__What is being asked__
Throughout the entries below, report every line where "paved" is found.

__Task data__

• • •

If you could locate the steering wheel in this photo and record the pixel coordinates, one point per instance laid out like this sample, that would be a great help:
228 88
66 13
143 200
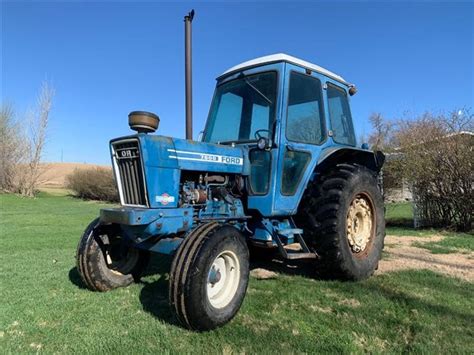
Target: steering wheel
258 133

• • •

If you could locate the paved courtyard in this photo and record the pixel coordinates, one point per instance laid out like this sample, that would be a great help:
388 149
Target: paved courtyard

• • •

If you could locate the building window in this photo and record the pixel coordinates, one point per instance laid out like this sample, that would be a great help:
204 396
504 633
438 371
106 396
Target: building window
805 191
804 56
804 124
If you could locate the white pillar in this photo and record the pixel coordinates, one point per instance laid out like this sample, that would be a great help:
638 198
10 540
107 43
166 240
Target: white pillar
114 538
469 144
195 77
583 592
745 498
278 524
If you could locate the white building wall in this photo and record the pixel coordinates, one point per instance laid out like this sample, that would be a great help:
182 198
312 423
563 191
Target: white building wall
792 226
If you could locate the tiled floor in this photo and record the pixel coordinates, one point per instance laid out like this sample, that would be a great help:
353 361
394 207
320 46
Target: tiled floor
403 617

• • •

__Solution__
If you could locate the paved courtyard in this photo and record the pixel coordinates, one point per instance laid out like this sample, that would be a great help:
Target: paved courtyard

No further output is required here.